## Direction
Return every line of the records below unchanged, leaving out the pictures.

begin Given information

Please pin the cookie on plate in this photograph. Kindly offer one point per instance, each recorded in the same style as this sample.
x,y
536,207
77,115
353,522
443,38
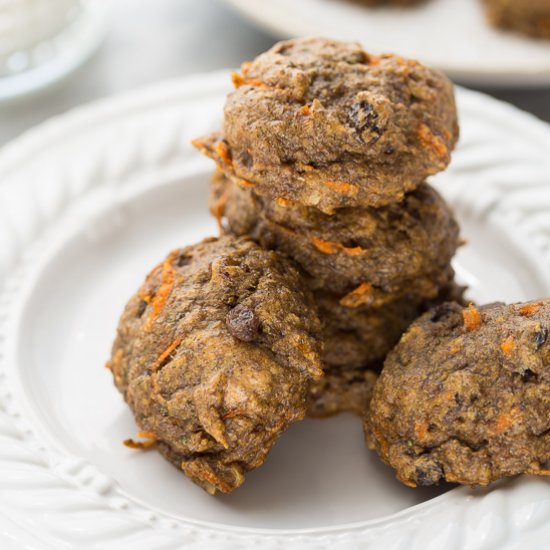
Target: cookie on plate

end Given information

## Full output
Please pin the cookie on plate in this photograph. Kindly offer one point per instance, each recorded in the same style as this sample.
x,y
536,207
77,115
353,522
443,38
Target: cookie on plate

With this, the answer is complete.